— Texte fourni —
Jacques Charlier, Cent sexes d'artistes, dessins couleurs, imprimés sur toiles, 50 x 40 cm, 1975-2009

CENT SEXES D'ARTISTES, VENISE OU LE SALON COMIQUE

Pierre Desproges avait bien raison : on peut rire de tout, mais pas avec n’importe qui. L’aventure que vit Jacques Charlier depuis plusieurs mois le confirme. On peut rire du sexe des artistes mais pas avec le Commissariat de la Biennale de Venise. La vieille dame pourrait, en effet, s’offusquer. Diable ! Cachez donc ce zizi que je ne saurais voir ! L’équipe de Daniel Birbaum, commissaire général de cette 53e édition, s’est drapée dans une frileuse dignité et a refusé d’inscrire le projet «Cent sexes d’artistes» au programme off de la Biennale. L’administration de la Sérénissime lui a emboîté le pas. Ces « Cent sexes d’artistes » devaient en effet faire l’objet d’un affichage public sur les panneaux officiels de la Ville, l’accord était en bonne voie ; il n’a finalement pas été entériné. La pourpre du rideau est tombée, celle-là même qu’affectionne l’artiste dans ses scénographies. Les affiches de Jacques Charlier n’auront pas droit de cité des Doges.

 

Tout avait pourtant bien commencé. En novembre 2008, on apprend que «la Ministre Fadila Laanan enverra Jacques Charlier à Venise». Ce projet de dessins humoristiques  a eu l’heur de plaire au comité d’experts chargé de départager les projets soumis dans le cadre de la représentation belge francophone à Venise, en «off» puisque selon le principe d’alternance communautaire, c’est au tour de la Flandre d’occuper le pavillon national dans les Jardins de la Biennale.

— Exercices proposés —
A - Reproduisez le passage du texte sur Jacques Charlier allant de « Tout avait pourtant » à « Jardins de la Biennale. », en substituant « Wallonie » à « Flandre ».
B - Comptez les lignes de la liste qui contiennent la chaîne « would », puis indiquez uniquement ce nombre.

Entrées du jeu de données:
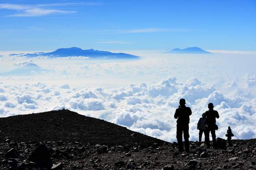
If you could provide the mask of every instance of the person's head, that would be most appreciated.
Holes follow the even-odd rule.
[[[205,116],[205,114],[204,114],[204,113],[202,114],[202,117],[203,118],[206,118],[206,116]]]
[[[184,106],[186,104],[186,100],[184,99],[180,99],[180,105]]]
[[[209,109],[213,109],[213,107],[214,107],[212,103],[210,103],[208,104],[208,108]]]

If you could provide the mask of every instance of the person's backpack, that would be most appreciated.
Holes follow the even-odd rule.
[[[215,130],[217,130],[219,129],[219,127],[218,127],[218,125],[215,125]]]

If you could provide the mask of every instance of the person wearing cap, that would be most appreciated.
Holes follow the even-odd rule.
[[[216,128],[216,118],[220,117],[219,113],[216,110],[214,110],[213,104],[210,103],[208,104],[209,110],[204,113],[206,117],[206,133],[205,134],[205,142],[207,147],[209,148],[211,145],[210,143],[210,132],[211,132],[212,138],[212,146],[216,147],[216,135],[215,129]]]
[[[203,133],[204,134],[204,137],[205,138],[205,134],[206,133],[206,127],[205,127],[206,123],[206,118],[205,117],[205,114],[203,113],[202,115],[202,117],[199,119],[198,123],[197,123],[197,129],[199,130],[199,143],[202,142],[202,136]]]
[[[185,141],[185,148],[186,151],[189,152],[189,116],[192,112],[190,108],[185,106],[186,100],[184,99],[180,100],[179,108],[176,109],[174,114],[174,118],[177,120],[176,136],[177,141],[179,147],[179,150],[182,152],[184,150],[183,143],[182,142],[182,133]]]

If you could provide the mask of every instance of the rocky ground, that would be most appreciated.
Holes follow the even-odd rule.
[[[0,169],[256,169],[256,139],[169,143],[67,110],[0,118]]]

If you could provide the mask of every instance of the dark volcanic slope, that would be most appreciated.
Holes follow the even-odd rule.
[[[110,145],[164,141],[68,110],[0,118],[0,140],[72,141]],[[134,133],[134,135],[131,135]],[[1,139],[2,138],[2,139]]]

— Corrigés par exercice —
A -
Tout avait pourtant bien commencé. En novembre 2008, on apprend que «la Ministre Fadila Laanan enverra Jacques Charlier à Venise». Ce projet de dessins humoristiques  a eu l’heur de plaire au comité d’experts chargé de départager les projets soumis dans le cadre de la représentation belge francophone à Venise, en «off» puisque selon le principe d’alternance communautaire, c’est au tour de la Wallonie d’occuper le pavillon national dans les Jardins de la Biennale.

B - 5